(INPUT begins)

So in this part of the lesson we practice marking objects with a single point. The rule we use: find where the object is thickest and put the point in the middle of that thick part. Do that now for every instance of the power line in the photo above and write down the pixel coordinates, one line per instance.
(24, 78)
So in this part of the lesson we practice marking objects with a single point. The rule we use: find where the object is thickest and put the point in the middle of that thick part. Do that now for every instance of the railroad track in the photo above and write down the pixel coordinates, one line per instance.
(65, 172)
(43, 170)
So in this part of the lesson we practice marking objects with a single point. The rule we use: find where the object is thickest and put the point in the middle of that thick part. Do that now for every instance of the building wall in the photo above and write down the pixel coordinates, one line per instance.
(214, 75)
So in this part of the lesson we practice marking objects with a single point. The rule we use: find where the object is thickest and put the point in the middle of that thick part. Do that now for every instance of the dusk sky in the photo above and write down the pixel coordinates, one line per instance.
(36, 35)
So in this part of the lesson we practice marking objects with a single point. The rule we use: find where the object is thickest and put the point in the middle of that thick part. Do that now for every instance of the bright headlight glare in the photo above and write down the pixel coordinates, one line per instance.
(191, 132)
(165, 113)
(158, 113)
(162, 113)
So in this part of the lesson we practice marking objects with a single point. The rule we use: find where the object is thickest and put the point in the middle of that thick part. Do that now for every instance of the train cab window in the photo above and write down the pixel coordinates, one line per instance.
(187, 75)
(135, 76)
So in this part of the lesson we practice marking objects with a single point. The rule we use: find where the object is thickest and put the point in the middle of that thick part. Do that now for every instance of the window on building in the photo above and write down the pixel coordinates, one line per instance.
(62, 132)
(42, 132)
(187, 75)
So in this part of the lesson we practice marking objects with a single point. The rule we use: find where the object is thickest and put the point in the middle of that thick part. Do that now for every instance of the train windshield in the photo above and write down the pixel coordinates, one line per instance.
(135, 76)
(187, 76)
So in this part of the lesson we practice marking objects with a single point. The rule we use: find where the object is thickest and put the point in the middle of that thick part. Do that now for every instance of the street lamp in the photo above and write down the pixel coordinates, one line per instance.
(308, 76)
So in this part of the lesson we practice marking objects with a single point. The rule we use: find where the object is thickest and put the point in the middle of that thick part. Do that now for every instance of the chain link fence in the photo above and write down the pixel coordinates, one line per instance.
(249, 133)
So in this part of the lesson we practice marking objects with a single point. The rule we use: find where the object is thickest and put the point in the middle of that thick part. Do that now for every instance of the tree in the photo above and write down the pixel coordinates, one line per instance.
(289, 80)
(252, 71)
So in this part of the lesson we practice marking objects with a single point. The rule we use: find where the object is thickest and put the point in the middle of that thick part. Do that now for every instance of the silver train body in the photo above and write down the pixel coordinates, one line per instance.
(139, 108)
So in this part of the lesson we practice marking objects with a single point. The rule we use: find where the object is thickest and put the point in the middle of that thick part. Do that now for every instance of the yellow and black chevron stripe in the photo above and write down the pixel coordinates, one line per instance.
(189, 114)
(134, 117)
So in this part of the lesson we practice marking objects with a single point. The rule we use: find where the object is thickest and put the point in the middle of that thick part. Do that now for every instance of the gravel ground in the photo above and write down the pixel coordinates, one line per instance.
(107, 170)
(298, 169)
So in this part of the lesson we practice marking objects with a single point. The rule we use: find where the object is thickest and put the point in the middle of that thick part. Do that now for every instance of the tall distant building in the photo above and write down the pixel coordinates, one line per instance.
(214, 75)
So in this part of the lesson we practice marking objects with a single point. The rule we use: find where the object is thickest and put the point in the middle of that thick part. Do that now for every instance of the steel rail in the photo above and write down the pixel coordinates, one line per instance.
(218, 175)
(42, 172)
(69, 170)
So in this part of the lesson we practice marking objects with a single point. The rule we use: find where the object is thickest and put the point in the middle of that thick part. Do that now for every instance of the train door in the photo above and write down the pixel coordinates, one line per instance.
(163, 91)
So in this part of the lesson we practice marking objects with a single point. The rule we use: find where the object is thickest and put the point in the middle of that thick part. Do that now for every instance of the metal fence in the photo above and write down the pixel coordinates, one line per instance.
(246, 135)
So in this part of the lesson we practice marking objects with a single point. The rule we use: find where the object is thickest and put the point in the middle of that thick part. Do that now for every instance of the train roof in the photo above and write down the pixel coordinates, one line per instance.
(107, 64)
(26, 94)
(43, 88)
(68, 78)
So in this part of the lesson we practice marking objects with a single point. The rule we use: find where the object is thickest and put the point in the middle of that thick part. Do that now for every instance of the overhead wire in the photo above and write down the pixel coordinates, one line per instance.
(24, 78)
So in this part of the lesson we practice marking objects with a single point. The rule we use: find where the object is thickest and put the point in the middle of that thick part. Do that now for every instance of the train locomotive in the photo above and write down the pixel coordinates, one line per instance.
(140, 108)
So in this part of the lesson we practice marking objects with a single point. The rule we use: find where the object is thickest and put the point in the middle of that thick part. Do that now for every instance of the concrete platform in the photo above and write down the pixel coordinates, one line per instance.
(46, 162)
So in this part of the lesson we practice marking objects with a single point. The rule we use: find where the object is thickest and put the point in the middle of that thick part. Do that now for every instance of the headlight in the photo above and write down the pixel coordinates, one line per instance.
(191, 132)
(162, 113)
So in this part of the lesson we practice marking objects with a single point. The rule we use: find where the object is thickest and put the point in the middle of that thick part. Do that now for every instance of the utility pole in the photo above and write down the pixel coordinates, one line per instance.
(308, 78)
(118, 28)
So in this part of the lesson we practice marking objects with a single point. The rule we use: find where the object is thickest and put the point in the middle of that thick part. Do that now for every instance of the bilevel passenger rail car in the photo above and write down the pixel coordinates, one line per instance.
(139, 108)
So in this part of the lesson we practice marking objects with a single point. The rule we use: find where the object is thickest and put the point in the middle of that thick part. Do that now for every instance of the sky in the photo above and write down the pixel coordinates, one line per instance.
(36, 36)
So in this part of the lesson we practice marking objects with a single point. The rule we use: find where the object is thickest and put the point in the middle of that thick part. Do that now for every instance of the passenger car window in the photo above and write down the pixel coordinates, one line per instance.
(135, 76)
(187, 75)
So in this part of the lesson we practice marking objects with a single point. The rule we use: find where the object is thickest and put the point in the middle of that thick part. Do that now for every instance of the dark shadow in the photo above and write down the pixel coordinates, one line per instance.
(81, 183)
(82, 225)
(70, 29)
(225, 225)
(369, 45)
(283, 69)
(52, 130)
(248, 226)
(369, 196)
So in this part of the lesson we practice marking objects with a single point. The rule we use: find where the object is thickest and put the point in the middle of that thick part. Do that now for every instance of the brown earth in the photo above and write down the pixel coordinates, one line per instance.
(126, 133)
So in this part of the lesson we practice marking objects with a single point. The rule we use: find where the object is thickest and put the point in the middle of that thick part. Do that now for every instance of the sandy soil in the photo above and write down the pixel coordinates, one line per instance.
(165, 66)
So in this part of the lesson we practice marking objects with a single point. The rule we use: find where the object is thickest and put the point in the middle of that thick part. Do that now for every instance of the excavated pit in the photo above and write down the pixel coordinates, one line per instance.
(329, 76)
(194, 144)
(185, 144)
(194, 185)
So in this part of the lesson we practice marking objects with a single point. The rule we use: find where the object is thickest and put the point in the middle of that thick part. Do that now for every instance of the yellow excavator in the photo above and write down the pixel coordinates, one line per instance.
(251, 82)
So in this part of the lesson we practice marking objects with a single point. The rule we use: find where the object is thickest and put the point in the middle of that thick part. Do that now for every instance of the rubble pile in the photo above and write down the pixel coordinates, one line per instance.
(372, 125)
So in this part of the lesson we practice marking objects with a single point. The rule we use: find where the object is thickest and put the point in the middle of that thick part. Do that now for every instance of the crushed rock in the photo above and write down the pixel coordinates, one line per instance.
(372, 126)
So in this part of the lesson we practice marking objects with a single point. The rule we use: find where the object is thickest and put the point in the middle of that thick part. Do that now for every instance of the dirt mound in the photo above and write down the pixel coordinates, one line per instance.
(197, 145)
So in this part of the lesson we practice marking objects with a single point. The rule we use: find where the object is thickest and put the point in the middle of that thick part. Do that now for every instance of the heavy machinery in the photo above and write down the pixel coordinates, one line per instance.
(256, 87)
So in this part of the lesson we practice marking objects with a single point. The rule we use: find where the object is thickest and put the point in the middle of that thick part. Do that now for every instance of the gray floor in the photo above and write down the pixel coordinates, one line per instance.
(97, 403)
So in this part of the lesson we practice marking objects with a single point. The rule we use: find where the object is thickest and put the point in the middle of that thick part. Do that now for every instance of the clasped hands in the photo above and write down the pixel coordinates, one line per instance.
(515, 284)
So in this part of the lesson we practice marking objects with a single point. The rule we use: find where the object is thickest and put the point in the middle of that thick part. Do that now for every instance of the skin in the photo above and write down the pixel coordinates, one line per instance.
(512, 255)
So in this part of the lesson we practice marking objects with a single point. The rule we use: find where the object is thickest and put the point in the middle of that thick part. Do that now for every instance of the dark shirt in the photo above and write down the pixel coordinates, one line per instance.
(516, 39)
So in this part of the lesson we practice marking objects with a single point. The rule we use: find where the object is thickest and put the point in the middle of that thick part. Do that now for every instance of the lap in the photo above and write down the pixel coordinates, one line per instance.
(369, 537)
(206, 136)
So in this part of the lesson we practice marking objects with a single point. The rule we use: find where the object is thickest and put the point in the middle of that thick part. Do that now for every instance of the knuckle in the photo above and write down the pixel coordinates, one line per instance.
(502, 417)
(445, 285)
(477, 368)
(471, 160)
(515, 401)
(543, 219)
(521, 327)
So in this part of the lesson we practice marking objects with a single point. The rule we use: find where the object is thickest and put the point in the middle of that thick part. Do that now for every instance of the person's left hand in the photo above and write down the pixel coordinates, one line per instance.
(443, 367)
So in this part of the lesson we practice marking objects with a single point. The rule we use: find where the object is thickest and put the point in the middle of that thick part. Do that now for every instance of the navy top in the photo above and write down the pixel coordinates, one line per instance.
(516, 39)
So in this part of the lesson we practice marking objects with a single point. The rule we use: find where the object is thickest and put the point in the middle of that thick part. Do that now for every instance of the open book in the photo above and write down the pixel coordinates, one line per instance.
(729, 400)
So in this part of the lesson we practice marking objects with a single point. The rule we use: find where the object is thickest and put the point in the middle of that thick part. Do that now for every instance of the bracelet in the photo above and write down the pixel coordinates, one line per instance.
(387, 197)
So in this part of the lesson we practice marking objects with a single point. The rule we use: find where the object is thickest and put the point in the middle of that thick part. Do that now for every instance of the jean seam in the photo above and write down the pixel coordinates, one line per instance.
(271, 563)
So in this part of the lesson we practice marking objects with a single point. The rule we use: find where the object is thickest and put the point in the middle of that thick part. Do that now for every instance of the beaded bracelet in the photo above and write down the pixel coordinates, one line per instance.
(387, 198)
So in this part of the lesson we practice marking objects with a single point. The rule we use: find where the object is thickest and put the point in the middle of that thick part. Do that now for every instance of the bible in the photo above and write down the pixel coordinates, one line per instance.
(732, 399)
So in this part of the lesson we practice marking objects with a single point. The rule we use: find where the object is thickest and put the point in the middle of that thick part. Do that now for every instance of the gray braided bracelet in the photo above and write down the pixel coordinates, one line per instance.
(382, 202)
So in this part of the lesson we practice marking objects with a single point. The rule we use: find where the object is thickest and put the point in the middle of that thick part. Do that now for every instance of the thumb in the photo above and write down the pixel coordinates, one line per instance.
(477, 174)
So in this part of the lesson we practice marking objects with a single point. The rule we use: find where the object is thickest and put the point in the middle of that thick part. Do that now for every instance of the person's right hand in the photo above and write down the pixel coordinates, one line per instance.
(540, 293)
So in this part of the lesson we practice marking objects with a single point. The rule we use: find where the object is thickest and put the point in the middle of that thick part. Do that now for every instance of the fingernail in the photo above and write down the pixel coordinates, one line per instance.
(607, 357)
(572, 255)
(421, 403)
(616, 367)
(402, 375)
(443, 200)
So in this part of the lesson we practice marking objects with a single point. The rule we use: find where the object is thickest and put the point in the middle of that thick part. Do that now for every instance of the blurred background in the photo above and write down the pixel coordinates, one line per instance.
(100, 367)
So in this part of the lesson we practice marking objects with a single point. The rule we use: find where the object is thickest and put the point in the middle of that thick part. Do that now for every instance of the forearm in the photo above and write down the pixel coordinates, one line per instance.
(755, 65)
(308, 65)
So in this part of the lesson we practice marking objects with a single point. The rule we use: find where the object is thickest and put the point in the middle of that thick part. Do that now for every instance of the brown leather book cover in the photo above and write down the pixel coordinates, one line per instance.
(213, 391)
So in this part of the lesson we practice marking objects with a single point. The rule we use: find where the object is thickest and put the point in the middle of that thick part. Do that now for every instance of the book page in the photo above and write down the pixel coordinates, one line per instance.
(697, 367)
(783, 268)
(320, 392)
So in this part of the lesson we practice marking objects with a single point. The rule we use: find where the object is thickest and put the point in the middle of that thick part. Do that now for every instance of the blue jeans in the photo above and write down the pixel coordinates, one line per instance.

(INPUT ends)

## TASK REQUIREMENTS
Starting at the line that contains "of the forearm", quote each remaining line of the entries above, unchanged.

## RESPONSE AREA
So in this part of the lesson we practice marking objects with a single point. The rule we use: find where the object is thickest and put the point in the middle of that thick part. Do that now for every instance of the forearm in the photo above and write down the pixel coordinates, one line per instance.
(755, 65)
(308, 65)
So in this part of the lesson we practice marking objects with a single point. The rule we use: find where the object is thickest and put the point in the middle of that thick part. Do that now for every instance of the brown leather book cover in the photo above and write down the pixel coordinates, one line per instance.
(213, 391)
So in this part of the lesson we practice marking objects with a single point. The rule we use: find where the object is thickest and put the point in the middle of that thick part. Do that now for every instance of the book page in the photo above and write down the pixel coordinates, one line per instance.
(697, 367)
(783, 268)
(320, 392)
So in this part of the lesson we practice marking objects with a single point. The rule we use: find where the object is thickest and put the point in the middle of that thick part. Do that now for every instance of the blue jeans in the photo above and write down the pixel coordinates, one line per instance.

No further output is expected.